Entries from a pointing dataset
########

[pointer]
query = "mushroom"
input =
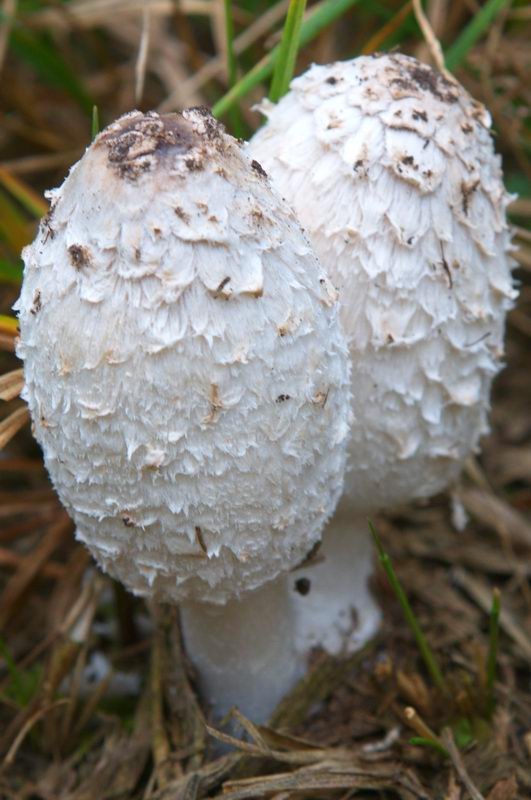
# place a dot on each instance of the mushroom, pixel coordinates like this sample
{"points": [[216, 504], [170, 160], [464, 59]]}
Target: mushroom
{"points": [[391, 170], [188, 383]]}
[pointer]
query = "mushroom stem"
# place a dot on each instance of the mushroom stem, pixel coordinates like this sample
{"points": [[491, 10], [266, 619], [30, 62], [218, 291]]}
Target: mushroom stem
{"points": [[244, 651], [337, 610]]}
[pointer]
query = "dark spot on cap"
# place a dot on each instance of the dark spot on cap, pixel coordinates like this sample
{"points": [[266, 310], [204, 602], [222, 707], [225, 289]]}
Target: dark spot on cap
{"points": [[303, 586], [37, 303], [181, 213], [79, 256], [258, 168], [136, 141], [420, 76]]}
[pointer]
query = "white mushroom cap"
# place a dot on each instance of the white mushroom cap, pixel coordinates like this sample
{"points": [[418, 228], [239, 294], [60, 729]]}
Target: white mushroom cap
{"points": [[391, 170], [184, 365]]}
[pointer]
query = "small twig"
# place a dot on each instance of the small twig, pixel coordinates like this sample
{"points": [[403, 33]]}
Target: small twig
{"points": [[492, 656], [8, 12], [143, 49], [425, 733], [28, 725]]}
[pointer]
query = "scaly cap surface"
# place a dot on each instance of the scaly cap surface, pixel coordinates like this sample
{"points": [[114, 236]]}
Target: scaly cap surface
{"points": [[391, 170], [184, 365]]}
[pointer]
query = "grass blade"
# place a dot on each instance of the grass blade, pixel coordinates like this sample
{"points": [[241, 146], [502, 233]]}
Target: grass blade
{"points": [[492, 655], [49, 64], [456, 54], [236, 122], [424, 648], [287, 55], [95, 124], [10, 272], [421, 741], [320, 18]]}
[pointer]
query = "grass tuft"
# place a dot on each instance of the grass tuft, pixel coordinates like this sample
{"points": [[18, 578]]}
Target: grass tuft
{"points": [[321, 17]]}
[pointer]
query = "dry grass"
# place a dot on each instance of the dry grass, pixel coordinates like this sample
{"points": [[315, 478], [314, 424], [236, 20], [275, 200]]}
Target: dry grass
{"points": [[137, 731]]}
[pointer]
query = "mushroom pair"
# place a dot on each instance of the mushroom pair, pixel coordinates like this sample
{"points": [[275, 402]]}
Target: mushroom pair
{"points": [[188, 378]]}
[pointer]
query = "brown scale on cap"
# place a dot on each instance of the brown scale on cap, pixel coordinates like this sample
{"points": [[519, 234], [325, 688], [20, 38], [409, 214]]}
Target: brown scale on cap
{"points": [[138, 141]]}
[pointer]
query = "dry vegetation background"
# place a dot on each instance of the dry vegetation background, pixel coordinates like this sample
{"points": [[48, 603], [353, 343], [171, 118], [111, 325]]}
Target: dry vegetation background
{"points": [[89, 708]]}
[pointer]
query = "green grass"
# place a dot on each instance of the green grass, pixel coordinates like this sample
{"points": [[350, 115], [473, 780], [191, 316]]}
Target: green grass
{"points": [[320, 18], [425, 650], [479, 24], [287, 54], [492, 656]]}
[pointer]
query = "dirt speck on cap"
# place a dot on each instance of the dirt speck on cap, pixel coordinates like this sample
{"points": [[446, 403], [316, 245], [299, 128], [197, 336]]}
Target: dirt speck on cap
{"points": [[138, 141]]}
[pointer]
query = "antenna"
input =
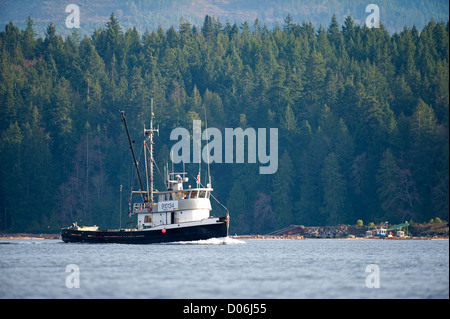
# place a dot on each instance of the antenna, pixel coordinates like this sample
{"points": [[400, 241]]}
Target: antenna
{"points": [[207, 149]]}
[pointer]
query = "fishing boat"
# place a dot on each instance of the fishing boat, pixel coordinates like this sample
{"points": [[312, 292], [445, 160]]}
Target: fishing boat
{"points": [[179, 214]]}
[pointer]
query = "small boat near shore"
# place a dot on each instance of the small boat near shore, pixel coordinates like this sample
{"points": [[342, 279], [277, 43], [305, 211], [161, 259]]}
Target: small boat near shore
{"points": [[179, 214]]}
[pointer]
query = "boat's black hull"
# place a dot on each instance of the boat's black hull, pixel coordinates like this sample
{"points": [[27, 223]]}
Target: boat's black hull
{"points": [[197, 232]]}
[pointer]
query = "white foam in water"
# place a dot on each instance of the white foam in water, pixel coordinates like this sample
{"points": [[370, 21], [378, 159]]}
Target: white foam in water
{"points": [[212, 241]]}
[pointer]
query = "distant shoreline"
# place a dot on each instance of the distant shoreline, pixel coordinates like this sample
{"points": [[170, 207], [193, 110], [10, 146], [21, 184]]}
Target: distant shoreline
{"points": [[291, 237]]}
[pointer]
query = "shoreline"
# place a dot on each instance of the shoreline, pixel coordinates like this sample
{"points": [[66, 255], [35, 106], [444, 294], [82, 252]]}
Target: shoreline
{"points": [[290, 237]]}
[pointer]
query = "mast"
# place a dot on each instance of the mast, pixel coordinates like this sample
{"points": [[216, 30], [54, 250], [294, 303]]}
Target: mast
{"points": [[150, 133], [132, 151]]}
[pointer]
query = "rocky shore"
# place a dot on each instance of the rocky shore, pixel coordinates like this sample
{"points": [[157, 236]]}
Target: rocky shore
{"points": [[416, 231]]}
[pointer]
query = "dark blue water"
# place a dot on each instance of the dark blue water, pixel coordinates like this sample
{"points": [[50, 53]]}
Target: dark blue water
{"points": [[226, 268]]}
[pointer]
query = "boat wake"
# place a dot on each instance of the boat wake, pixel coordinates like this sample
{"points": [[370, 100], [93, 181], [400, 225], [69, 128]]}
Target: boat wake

########

What you need to do
Omit the pictures. Output every record above word for word.

Result
[pointer]
query = "mushroom"
input =
# place a dot on each instance of the mushroom, pixel coordinates like this sample
{"points": [[216, 504], [170, 160], [464, 59]]}
Target: mushroom
{"points": [[391, 170], [188, 383]]}
[pointer]
query = "mushroom stem"
# place a dot on each instance of the mushroom stem, pixel coordinates like this sample
{"points": [[491, 10], [266, 619], [30, 62], [218, 291]]}
Target: mushroom stem
{"points": [[244, 651], [337, 610]]}
[pointer]
query = "dark spot on cap"
# place a dot on each instance of the dark spot on cap, pixel coordinates like this sample
{"points": [[266, 310], [204, 602], [222, 707], [225, 289]]}
Target: dark spot on cap
{"points": [[303, 586], [37, 303], [181, 213], [79, 256], [258, 168], [136, 141], [420, 76]]}
[pointer]
query = "white mushroom cap"
# place a dot on each instance of the white mushroom cap, pixel coordinates like this sample
{"points": [[418, 228], [239, 294], [60, 729]]}
Target: white mushroom cap
{"points": [[391, 170], [184, 365]]}
[pointer]
query = "small twig"
# place a dot on each instance of the small twig, pixel coordinates like this sample
{"points": [[403, 33]]}
Target: small twig
{"points": [[492, 656], [8, 12], [143, 49], [425, 733], [28, 725]]}
[pointer]
query = "scaly cap surface"
# place a dot on each instance of the scaly cap surface, pixel coordinates like this sample
{"points": [[114, 236]]}
Target: scaly cap surface
{"points": [[391, 170], [184, 365]]}
[pointer]
query = "grass blade"
# place a dot on each instance of the grass blade, pixel coordinates like this sample
{"points": [[241, 146], [502, 233]]}
Target: grass blade
{"points": [[492, 655], [49, 64], [456, 54], [236, 122], [424, 648], [287, 55], [95, 124], [10, 272], [421, 741], [320, 18]]}
[pointer]
query = "grass tuft"
# place a dot on each instance of the grass tuft, pixel coordinates like this sample
{"points": [[18, 578]]}
Target: grass tuft
{"points": [[321, 17]]}
[pointer]
query = "dry grass"
# place a dot on each instance of the dry grass, pixel coordinates like this sample
{"points": [[315, 478], [314, 424], [236, 20], [275, 200]]}
Target: dry grass
{"points": [[137, 731]]}
[pointer]
query = "mushroom pair"
# place a dot on each instance of the mushroom pair, pixel coordinates like this sample
{"points": [[275, 402]]}
Target: mushroom pair
{"points": [[188, 378]]}
[pointer]
query = "brown scale on cap"
# place a dot on each instance of the brown scale on cap, pixel coordinates like this sample
{"points": [[519, 234], [325, 688], [20, 38], [409, 214]]}
Target: brown scale on cap
{"points": [[138, 141]]}
[pointer]
query = "dry vegetation background"
# place a dot on each instance of the dry vegetation background, pixel coordinates like this sample
{"points": [[48, 603], [353, 343], [171, 118], [111, 325]]}
Target: dry vegetation background
{"points": [[89, 708]]}
[pointer]
query = "green grass"
# place a dot on each instance of the green grass, pixel coordinates like this sample
{"points": [[350, 115], [473, 780], [191, 316]]}
Target: green grass
{"points": [[320, 18], [425, 650], [479, 24], [287, 54], [492, 656]]}
[pointer]
query = "dirt speck on cap"
# place a dot on each instance of the dirt speck on cap, pixel coordinates like this sample
{"points": [[446, 403], [316, 245], [299, 128], [197, 336]]}
Target: dirt speck on cap
{"points": [[138, 141]]}
[pointer]
query = "antenna"
input =
# place a dot on each instance of the antenna, pixel coordinates like this sample
{"points": [[400, 241]]}
Target: antenna
{"points": [[207, 149]]}
[pointer]
query = "fishing boat"
# place a dot on each instance of the fishing boat, pixel coordinates like this sample
{"points": [[312, 292], [445, 160]]}
Target: fishing boat
{"points": [[179, 214]]}
[pointer]
query = "small boat near shore"
# place a dot on each instance of the small boat near shore, pixel coordinates like this sample
{"points": [[342, 279], [277, 43], [305, 211], [161, 259]]}
Target: small boat near shore
{"points": [[179, 214]]}
[pointer]
query = "boat's black hull"
# place a dot on each instance of the boat's black hull, pixel coordinates like this sample
{"points": [[27, 223]]}
Target: boat's black hull
{"points": [[197, 232]]}
[pointer]
query = "white foam in water"
# place a dot on each instance of the white foam in water, pixel coordinates like this sample
{"points": [[370, 21], [378, 159]]}
Target: white foam in water
{"points": [[212, 241]]}
[pointer]
query = "distant shoreline"
# place a dot on each instance of the distant shoreline, pixel coordinates like this sample
{"points": [[170, 207], [193, 110], [10, 146], [21, 184]]}
Target: distant shoreline
{"points": [[291, 237]]}
[pointer]
query = "shoreline"
# place a dot on each instance of the shoreline, pixel coordinates like this sample
{"points": [[66, 255], [35, 106], [444, 294], [82, 252]]}
Target: shoreline
{"points": [[290, 237]]}
[pointer]
query = "mast"
# place a dot on each instance of the mast, pixel coordinates like this sample
{"points": [[216, 30], [54, 250], [294, 303]]}
Target: mast
{"points": [[150, 133], [132, 151]]}
[pointer]
query = "rocky shore"
# place a dot on each instance of the rocky shore, pixel coordinates like this sample
{"points": [[157, 236]]}
Target: rocky shore
{"points": [[416, 231]]}
[pointer]
query = "dark blue water"
# place a dot on each instance of the dark blue water, pixel coordinates like this sample
{"points": [[50, 53]]}
Target: dark blue water
{"points": [[226, 268]]}
[pointer]
query = "boat wake"
# place a dot on each instance of the boat wake, pixel coordinates like this sample
{"points": [[370, 100], [93, 181], [400, 225], [69, 128]]}
Target: boat wake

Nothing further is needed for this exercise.